▸ **What is expected**: Which lines in the entries below contain the string "metal"? Select each one and copy it whole, matching case exactly.

▸ **Data lines**:
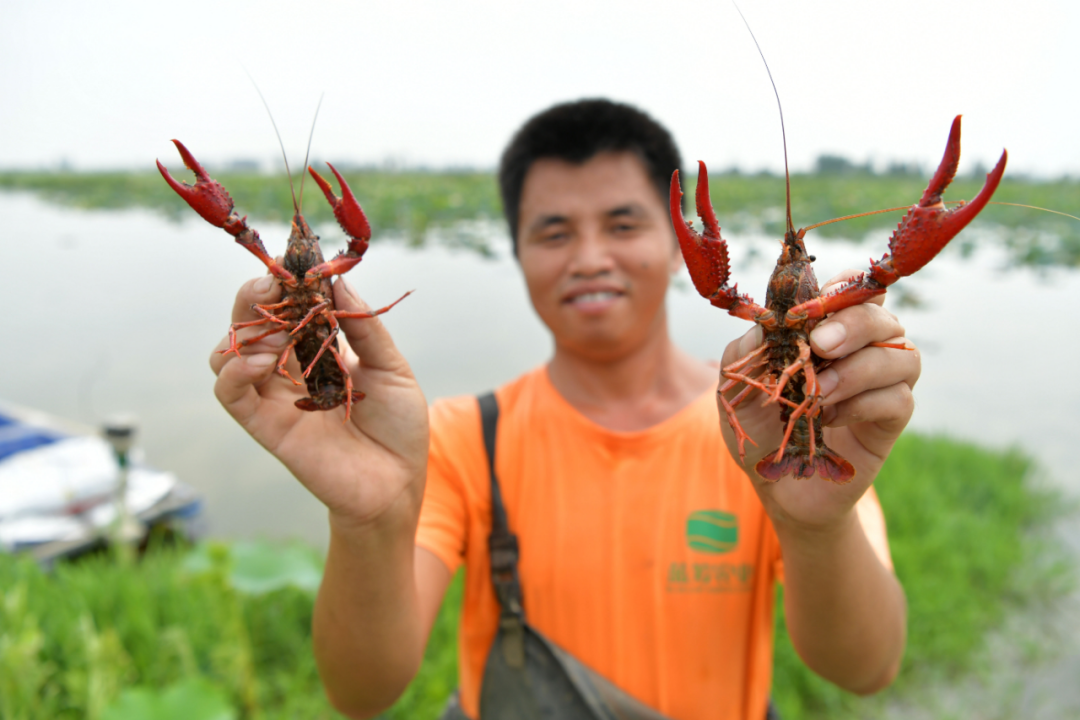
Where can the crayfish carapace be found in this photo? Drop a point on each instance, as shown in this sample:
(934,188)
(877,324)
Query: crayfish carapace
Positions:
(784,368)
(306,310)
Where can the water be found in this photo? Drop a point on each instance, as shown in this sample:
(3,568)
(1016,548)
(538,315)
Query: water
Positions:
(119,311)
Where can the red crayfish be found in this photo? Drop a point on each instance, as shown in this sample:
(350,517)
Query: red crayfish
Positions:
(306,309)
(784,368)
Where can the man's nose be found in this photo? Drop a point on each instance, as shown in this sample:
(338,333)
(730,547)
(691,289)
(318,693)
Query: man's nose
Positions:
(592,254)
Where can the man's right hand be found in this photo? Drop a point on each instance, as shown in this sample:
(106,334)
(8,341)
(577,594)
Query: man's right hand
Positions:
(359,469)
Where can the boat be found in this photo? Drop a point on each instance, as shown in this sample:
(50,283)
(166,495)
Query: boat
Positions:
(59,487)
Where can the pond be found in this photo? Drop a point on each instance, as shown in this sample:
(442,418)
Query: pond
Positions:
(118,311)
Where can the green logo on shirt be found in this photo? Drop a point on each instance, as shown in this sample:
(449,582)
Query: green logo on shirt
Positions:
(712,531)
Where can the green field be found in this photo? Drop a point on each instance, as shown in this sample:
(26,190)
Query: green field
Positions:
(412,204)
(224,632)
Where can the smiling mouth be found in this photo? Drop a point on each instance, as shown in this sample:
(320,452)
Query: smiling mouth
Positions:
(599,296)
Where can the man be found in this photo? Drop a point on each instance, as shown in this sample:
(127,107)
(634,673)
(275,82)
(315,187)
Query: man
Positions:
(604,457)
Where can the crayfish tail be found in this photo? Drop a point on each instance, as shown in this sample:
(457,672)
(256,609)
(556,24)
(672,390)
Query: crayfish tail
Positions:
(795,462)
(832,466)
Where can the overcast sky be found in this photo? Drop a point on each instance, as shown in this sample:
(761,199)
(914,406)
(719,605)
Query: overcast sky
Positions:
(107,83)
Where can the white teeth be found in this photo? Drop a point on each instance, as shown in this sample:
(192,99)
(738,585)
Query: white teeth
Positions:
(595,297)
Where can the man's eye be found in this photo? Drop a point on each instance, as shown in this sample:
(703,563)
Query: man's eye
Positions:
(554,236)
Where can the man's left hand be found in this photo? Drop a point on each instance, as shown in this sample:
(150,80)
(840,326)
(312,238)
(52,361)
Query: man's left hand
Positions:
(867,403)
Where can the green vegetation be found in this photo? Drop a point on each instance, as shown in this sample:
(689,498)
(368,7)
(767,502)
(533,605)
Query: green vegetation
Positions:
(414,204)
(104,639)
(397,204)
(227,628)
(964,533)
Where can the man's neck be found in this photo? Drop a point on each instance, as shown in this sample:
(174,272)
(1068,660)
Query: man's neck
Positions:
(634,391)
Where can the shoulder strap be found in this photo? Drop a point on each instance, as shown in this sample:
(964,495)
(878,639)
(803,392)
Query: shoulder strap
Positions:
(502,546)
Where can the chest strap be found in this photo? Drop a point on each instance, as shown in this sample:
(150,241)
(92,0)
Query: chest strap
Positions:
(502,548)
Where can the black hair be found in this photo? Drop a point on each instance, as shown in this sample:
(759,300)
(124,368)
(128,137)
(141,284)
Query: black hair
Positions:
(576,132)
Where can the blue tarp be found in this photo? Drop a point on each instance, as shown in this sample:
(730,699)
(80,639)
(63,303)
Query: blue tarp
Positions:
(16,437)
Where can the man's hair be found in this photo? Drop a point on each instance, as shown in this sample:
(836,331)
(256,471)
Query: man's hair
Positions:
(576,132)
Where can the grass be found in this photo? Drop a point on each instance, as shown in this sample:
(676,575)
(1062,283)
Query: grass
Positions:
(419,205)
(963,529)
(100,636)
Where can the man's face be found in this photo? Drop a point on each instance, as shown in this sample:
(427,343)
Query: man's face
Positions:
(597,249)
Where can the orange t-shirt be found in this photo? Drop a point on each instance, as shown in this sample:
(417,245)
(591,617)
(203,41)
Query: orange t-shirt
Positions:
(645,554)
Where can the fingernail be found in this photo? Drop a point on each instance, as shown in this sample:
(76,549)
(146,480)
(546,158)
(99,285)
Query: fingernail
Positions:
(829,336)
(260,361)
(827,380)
...
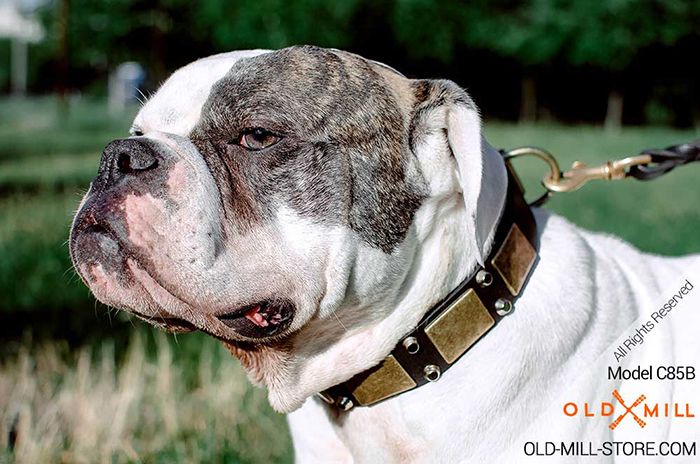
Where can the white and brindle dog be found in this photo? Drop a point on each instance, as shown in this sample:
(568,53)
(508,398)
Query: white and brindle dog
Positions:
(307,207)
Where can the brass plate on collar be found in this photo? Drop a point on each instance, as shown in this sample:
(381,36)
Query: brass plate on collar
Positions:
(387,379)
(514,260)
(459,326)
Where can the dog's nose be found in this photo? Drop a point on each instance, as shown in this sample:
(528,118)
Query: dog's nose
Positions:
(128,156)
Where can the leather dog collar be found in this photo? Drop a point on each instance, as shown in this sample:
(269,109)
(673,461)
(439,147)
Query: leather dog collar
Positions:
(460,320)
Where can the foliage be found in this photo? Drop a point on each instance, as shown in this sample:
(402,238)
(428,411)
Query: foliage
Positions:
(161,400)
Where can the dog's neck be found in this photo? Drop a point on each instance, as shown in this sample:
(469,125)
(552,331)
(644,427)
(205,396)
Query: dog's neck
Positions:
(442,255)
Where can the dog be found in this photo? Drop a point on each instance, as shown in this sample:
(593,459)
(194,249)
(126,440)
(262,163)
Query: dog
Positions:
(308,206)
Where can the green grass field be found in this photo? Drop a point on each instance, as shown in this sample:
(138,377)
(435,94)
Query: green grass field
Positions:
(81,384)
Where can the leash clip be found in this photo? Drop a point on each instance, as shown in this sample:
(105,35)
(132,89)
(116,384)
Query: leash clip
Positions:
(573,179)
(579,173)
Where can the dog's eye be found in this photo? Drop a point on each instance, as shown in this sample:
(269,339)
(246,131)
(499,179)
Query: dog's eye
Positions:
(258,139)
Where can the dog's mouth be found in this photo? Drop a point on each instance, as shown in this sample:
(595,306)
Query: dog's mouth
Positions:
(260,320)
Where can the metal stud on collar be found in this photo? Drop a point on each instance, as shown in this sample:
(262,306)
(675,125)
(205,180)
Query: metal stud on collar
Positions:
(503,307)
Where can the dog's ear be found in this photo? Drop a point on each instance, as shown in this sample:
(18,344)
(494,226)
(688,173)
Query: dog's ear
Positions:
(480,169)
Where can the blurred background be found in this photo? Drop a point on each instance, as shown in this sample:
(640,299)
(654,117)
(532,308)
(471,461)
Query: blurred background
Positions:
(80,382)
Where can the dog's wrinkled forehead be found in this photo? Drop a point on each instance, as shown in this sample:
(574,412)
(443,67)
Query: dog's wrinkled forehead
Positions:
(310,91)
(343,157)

▸ **Output**:
Where can the metal stud on collar be found in this photo? Drop a point on each instance, as shown in this sample:
Query: metal stud on collar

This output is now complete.